Available data>
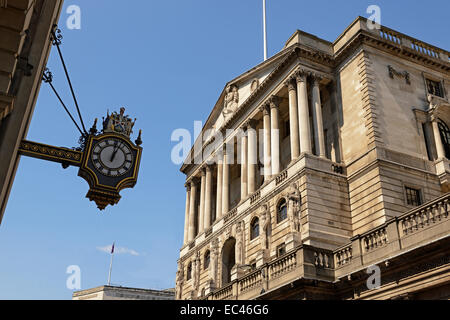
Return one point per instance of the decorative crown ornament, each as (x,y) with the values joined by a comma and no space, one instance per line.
(118,123)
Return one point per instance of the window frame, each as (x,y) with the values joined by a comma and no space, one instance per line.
(281,248)
(189,271)
(254,221)
(407,187)
(429,77)
(206,255)
(281,202)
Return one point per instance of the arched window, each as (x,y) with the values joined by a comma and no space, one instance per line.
(189,271)
(281,211)
(254,229)
(445,137)
(206,260)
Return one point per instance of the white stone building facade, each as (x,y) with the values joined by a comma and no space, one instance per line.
(316,164)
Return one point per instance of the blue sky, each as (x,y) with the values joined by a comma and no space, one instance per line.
(167,62)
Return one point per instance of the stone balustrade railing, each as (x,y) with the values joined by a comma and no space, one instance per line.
(400,234)
(343,255)
(282,265)
(425,216)
(281,177)
(251,281)
(224,293)
(255,197)
(413,44)
(375,239)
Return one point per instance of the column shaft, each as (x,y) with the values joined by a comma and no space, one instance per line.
(244,164)
(293,122)
(226,185)
(275,136)
(303,113)
(437,139)
(208,195)
(186,214)
(219,189)
(252,157)
(319,139)
(192,212)
(202,202)
(267,144)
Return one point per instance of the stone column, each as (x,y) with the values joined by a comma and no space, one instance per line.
(192,210)
(252,156)
(319,139)
(275,135)
(437,138)
(219,186)
(303,112)
(208,196)
(244,164)
(293,120)
(267,152)
(186,215)
(202,201)
(225,183)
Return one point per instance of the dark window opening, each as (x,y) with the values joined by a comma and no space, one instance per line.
(281,250)
(189,272)
(435,88)
(254,229)
(445,137)
(282,211)
(206,260)
(413,197)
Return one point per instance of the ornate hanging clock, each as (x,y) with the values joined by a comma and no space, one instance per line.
(109,161)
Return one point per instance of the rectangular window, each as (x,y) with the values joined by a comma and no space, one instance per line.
(287,128)
(281,250)
(435,88)
(413,197)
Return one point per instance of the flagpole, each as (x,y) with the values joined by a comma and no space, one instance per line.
(110,265)
(265,30)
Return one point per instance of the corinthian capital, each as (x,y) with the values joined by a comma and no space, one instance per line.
(301,75)
(290,83)
(265,109)
(274,102)
(316,78)
(250,124)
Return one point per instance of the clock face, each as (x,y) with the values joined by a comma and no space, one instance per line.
(112,157)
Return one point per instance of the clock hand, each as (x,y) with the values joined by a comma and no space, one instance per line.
(116,147)
(115,151)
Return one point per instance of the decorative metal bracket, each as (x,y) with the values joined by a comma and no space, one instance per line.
(404,74)
(67,157)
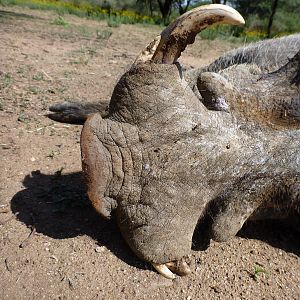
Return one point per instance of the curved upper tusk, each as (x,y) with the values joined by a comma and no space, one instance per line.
(183,30)
(163,270)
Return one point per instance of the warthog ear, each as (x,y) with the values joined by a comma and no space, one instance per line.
(184,29)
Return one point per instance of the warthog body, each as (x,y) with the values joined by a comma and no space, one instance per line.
(223,140)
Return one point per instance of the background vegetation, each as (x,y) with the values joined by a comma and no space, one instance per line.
(264,18)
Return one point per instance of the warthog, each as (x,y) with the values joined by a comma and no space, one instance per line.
(177,145)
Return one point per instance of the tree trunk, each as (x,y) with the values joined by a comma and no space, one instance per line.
(274,7)
(165,8)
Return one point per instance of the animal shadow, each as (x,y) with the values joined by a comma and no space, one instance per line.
(57,206)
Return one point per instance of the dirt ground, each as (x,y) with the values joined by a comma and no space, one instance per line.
(52,244)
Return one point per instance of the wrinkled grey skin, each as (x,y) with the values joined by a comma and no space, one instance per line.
(172,150)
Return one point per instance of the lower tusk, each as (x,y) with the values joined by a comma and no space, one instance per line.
(180,267)
(163,270)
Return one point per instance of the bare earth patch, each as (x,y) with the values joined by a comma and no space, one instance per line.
(52,244)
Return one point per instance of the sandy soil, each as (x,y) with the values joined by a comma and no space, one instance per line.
(52,243)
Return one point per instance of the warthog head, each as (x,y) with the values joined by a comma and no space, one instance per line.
(175,146)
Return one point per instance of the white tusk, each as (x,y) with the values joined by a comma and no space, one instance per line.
(148,51)
(183,30)
(163,270)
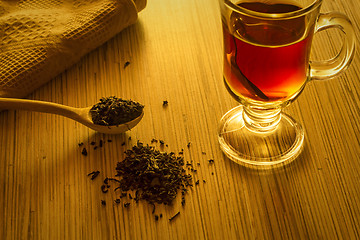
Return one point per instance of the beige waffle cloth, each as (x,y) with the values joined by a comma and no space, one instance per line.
(41,38)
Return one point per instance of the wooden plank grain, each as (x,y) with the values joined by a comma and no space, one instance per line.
(174,53)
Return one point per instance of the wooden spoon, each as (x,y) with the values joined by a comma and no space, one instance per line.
(81,115)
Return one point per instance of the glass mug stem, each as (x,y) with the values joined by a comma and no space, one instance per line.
(267,48)
(321,70)
(261,120)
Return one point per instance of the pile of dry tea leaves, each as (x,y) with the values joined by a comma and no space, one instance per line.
(155,176)
(112,111)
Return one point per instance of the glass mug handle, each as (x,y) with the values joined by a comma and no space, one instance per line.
(320,70)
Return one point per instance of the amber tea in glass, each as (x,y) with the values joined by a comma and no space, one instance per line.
(267,46)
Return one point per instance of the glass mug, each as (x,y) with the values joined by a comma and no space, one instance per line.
(267,46)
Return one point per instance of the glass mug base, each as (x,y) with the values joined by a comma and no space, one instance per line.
(261,150)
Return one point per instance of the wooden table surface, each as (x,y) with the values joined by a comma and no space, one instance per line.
(175,54)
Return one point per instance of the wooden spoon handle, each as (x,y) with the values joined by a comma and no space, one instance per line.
(37,106)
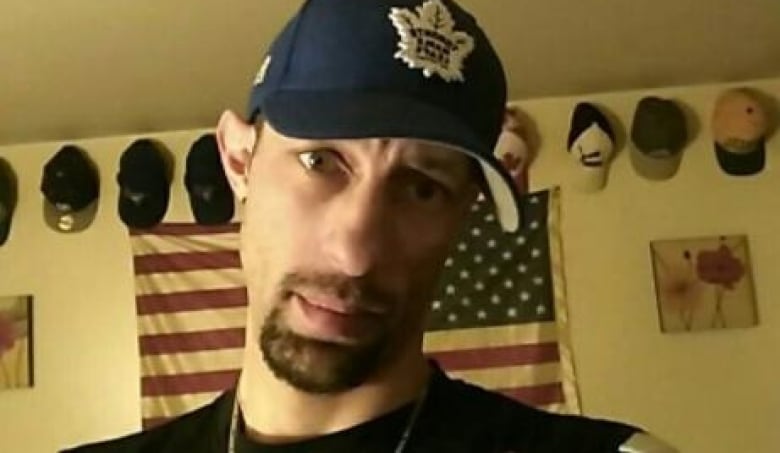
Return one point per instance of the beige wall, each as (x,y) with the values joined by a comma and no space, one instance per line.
(708,392)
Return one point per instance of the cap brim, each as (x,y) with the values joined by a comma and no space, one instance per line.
(589,179)
(328,115)
(656,168)
(69,222)
(215,212)
(742,164)
(145,215)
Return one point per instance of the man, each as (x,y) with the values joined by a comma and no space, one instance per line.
(370,133)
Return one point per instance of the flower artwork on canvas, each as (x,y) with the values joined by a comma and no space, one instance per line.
(703,283)
(15,342)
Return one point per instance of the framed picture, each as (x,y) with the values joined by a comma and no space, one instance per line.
(704,283)
(16,364)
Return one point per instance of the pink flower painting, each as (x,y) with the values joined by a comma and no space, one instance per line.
(703,283)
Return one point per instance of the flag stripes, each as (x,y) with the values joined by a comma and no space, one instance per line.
(191,307)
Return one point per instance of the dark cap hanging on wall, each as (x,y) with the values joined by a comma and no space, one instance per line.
(8,194)
(739,126)
(659,134)
(144,184)
(71,188)
(421,69)
(211,198)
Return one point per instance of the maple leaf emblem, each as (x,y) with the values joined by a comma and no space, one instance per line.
(429,40)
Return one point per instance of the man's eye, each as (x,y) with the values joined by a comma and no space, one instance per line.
(319,160)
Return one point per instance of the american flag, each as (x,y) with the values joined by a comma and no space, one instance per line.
(498,320)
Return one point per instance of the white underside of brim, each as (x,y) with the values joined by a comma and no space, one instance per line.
(505,205)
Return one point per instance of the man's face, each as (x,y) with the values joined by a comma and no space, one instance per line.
(342,245)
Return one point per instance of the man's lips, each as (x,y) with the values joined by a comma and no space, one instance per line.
(331,319)
(340,306)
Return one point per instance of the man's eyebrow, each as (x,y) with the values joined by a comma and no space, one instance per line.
(449,165)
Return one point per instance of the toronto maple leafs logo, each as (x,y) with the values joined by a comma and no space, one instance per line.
(429,40)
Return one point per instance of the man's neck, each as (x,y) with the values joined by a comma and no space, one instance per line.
(275,412)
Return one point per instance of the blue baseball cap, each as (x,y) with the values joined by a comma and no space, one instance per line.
(390,68)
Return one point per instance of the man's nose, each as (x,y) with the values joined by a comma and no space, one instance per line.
(357,231)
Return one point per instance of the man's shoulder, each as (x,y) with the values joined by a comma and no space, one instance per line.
(193,432)
(505,422)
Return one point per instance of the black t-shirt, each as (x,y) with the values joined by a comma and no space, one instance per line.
(456,417)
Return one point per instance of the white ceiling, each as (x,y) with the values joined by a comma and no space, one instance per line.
(80,68)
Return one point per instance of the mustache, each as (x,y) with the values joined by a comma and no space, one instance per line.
(359,293)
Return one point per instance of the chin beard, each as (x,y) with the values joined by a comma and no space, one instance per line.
(315,366)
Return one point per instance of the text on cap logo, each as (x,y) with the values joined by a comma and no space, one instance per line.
(429,41)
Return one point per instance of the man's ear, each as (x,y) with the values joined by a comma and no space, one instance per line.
(236,140)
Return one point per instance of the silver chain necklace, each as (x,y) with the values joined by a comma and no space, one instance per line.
(399,448)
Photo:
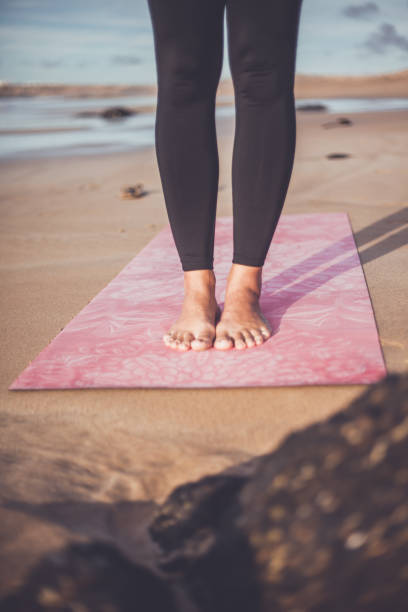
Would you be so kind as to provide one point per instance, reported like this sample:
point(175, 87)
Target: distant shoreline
point(392, 84)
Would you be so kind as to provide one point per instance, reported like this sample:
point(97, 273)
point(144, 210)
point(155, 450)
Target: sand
point(92, 463)
point(389, 84)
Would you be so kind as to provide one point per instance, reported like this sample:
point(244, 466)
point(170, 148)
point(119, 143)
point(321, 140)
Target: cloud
point(386, 36)
point(129, 60)
point(361, 10)
point(52, 63)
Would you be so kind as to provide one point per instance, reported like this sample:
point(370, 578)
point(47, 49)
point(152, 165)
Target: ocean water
point(47, 126)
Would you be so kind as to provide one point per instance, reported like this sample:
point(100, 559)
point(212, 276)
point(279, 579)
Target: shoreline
point(383, 85)
point(90, 463)
point(224, 124)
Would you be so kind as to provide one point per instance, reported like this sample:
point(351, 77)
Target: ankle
point(246, 279)
point(200, 281)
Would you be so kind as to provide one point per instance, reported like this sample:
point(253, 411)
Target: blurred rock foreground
point(321, 524)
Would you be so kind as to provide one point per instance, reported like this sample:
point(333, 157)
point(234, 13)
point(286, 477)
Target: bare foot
point(195, 328)
point(242, 322)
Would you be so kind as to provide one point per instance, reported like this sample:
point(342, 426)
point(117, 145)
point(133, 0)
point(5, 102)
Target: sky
point(105, 41)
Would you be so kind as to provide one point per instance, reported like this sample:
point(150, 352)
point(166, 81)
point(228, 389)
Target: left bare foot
point(242, 322)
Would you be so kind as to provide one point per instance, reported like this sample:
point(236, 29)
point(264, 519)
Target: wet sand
point(92, 463)
point(389, 84)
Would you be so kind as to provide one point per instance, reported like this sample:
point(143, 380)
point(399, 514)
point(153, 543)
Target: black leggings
point(262, 42)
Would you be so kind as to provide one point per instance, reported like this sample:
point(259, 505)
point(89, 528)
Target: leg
point(262, 43)
point(188, 37)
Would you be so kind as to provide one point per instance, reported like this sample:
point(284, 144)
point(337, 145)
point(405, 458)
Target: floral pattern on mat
point(314, 294)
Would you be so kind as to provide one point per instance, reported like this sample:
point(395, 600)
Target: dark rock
point(338, 121)
point(116, 112)
point(338, 155)
point(319, 525)
point(312, 107)
point(90, 577)
point(132, 191)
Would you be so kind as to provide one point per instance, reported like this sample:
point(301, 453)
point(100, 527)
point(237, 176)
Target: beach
point(85, 464)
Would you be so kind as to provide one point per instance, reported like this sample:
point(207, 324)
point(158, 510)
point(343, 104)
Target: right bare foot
point(195, 328)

Directions>
Repeat only the tail of the entries, exactly: the line containing "point(228, 389)" and every line after it, to the end.

Result of the task>
point(228, 389)
Target: left bare foot
point(242, 322)
Would you be so kind as to provide one point per instance, reported like this sample:
point(236, 29)
point(264, 519)
Target: wet sand
point(92, 463)
point(389, 84)
Would you be so kind as to provide one point per instance, reported like this sample:
point(143, 380)
point(399, 514)
point(153, 543)
Target: black leggings
point(262, 42)
Would you be so kind as to provide one point per instance, reported like this sample:
point(259, 505)
point(89, 528)
Target: leg
point(262, 43)
point(188, 37)
Would you be so kind as to provide one point per instance, reported like this sample:
point(284, 144)
point(337, 145)
point(405, 458)
Target: floral pattern on mat
point(314, 294)
Would you be so kind as to provide one point per instance, reported like this sample:
point(395, 600)
Target: dark rock
point(338, 121)
point(116, 112)
point(338, 155)
point(319, 525)
point(312, 107)
point(90, 577)
point(132, 191)
Would you be so kind as to provide one point per instance, reported like this sample:
point(301, 453)
point(100, 527)
point(237, 176)
Target: beach
point(85, 464)
Would you be so kind as to provide one point per instance, reported like this sample:
point(207, 324)
point(158, 510)
point(343, 104)
Target: right bare foot
point(195, 328)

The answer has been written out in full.